RECORDS SHOWN.
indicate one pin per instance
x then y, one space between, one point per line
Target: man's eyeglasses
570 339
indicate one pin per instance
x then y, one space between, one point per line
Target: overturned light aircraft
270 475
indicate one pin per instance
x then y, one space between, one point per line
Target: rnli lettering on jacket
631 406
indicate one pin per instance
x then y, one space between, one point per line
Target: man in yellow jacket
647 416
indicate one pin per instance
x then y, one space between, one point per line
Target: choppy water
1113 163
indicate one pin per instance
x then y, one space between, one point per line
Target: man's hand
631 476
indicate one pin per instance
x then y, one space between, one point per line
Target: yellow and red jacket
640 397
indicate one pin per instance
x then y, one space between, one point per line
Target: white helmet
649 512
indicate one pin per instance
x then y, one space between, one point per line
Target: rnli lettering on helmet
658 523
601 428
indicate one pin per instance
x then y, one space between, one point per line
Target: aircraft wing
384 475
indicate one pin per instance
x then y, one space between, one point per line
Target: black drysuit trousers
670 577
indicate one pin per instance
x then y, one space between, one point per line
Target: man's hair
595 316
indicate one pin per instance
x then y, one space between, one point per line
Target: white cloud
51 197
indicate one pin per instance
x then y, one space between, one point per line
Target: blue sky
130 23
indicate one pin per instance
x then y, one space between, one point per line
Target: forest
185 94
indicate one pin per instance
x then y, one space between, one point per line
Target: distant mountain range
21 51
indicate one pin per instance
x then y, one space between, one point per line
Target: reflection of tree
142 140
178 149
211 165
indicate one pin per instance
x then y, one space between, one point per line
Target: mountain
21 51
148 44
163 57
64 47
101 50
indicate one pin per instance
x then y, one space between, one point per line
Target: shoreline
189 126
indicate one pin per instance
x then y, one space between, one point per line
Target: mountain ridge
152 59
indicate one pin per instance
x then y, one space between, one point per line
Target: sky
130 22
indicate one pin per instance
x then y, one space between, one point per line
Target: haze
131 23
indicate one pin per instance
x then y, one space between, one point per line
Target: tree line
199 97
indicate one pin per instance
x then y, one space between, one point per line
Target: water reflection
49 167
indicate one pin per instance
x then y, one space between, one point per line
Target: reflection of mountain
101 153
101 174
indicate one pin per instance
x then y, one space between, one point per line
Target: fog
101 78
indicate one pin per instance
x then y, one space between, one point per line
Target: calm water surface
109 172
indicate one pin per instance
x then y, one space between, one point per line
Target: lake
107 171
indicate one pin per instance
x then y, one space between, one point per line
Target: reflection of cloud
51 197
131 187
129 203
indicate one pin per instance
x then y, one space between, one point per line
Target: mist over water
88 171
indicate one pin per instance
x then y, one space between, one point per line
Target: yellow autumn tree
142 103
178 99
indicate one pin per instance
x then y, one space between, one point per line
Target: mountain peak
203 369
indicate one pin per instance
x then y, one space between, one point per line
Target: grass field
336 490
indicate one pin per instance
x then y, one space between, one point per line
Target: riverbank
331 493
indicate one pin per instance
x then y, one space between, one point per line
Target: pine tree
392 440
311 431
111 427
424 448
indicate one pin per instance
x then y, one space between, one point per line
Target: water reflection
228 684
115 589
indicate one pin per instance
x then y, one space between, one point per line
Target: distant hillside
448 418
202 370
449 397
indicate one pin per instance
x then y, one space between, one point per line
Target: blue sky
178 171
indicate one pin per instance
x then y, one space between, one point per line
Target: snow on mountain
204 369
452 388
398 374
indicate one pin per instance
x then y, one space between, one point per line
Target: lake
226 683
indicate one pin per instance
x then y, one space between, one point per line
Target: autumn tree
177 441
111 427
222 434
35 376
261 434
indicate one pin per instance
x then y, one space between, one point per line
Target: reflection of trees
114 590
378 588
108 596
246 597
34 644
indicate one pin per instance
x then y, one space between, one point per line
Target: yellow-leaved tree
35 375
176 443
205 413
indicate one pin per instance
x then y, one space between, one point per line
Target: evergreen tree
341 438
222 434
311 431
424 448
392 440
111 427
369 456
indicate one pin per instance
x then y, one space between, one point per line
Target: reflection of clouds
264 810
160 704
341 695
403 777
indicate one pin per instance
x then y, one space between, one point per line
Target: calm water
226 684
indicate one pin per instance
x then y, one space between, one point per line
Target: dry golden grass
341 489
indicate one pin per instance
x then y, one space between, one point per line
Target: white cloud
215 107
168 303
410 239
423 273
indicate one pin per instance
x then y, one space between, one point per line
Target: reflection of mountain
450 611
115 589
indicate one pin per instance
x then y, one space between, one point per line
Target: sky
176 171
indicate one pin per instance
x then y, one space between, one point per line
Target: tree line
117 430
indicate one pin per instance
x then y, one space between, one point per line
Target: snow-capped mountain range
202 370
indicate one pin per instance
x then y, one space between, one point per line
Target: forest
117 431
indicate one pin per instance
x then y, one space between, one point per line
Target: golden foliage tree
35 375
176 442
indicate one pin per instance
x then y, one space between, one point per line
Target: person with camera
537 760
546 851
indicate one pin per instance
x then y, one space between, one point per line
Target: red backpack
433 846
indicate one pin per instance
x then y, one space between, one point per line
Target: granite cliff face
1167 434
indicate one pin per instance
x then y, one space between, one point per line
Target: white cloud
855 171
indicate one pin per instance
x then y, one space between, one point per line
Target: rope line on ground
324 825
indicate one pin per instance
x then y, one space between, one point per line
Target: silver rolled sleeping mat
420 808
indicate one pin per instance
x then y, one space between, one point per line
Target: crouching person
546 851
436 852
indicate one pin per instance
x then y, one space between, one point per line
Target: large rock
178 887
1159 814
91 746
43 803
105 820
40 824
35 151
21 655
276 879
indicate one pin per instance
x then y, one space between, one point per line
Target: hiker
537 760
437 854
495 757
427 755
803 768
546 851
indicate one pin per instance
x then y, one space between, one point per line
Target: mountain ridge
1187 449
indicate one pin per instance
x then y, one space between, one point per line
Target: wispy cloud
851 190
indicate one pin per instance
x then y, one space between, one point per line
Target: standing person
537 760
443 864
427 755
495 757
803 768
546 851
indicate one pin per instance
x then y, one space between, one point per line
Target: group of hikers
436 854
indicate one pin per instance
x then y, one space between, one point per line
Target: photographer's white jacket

AIM OF THE EXERCISE.
Gather every line of the listing above that contains the string "rnli", treating uppercase and lowercase letters as different.

ANSWER TO THIS TASK.
Target: rnli lettering on jacket
Target: rnli lettering on helmet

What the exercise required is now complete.